* _What needs to be done_
Render every line of the material below as a numbered list, leaving out any blank lines.

----- Data for this task -----

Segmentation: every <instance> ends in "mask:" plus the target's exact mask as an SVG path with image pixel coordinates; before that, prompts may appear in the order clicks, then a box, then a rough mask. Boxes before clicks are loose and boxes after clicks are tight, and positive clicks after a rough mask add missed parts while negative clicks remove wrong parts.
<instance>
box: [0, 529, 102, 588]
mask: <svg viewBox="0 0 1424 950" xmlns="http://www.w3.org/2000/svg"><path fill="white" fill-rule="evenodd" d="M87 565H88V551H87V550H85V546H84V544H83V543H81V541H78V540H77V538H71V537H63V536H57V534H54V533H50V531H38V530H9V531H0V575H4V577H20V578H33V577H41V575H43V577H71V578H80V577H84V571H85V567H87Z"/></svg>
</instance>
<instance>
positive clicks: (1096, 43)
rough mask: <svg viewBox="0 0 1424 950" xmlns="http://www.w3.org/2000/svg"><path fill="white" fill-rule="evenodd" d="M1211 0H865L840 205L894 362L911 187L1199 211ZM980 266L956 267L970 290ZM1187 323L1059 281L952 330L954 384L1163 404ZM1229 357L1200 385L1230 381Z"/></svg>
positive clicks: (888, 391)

-----

* _Reply to the task_
1. Segmentation: every <instance> ends in "mask:" plus the target's exact mask as an SVG path with image pixel coordinates; before that, prompts may appear in the order clicks, then a box, then a rough mask. Boxes before clicks are loose and boxes after clicks are tight, and positive clicks after a rough mask add missed parts while negative clicks remove wrong parts.
2. <instance>
3. box: [0, 529, 102, 588]
4. mask: <svg viewBox="0 0 1424 950" xmlns="http://www.w3.org/2000/svg"><path fill="white" fill-rule="evenodd" d="M87 565H88V551H87V550H85V546H84V544H83V543H81V541H78V540H77V538H71V537H63V536H57V534H54V533H50V531H38V530H9V531H0V575H4V577H20V578H33V577H41V575H43V577H71V578H80V577H84V571H85V567H87Z"/></svg>
5. </instance>
6. <instance>
7. positive clicks: (1096, 43)
8. rough mask: <svg viewBox="0 0 1424 950" xmlns="http://www.w3.org/2000/svg"><path fill="white" fill-rule="evenodd" d="M1211 0H865L840 205L894 362L911 187L1199 211ZM980 266L956 267L970 290ZM1187 323L1059 281L952 330L954 384L1163 404ZM1229 357L1200 385L1230 381Z"/></svg>
9. positive clicks: (888, 391)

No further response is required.